> SET EXERCISE
In the entries below, change every "single marker" to "single point" and keep all other text the same.

> INFORMATION SUPPLIED
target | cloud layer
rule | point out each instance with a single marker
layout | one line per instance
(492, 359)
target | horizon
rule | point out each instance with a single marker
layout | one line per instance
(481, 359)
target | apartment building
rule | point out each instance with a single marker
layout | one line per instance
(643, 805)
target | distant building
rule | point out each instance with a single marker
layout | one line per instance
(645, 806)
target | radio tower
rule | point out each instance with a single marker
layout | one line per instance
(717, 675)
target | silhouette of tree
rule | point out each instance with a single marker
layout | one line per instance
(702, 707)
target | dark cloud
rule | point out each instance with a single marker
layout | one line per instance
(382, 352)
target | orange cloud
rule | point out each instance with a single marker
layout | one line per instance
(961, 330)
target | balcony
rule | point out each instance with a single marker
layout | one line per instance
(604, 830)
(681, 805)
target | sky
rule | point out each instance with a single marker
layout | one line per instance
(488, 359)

> THE COMPLETED TASK
target | cloud layer
rule | point out each instance with a single point
layout | one line per instance
(492, 359)
target | horizon
rule | point out each instance with a single point
layout | one line per instance
(481, 359)
target | apartment building
rule | point out each instance with a single point
layout | one line per instance
(643, 805)
target | distant building
rule | point out each instance with a single point
layout | one line per instance
(645, 806)
target | radio tower
rule | point out each instance with a single point
layout | one line per instance
(717, 675)
target | silhouette of tree
rule | point out each instance with a single point
layout | one line per instance
(702, 707)
target | dark cloud
rule | point out each instance with a single point
layout | one line per instance
(382, 352)
target | orange cloud
rule | point out each instance with a single point
layout | one line per instance
(961, 330)
target | balcony
rule | point out each instance with a single point
layout | one line per instance
(604, 830)
(681, 805)
target | sky
rule | point out each instance with a single point
layout | one line per instance
(488, 359)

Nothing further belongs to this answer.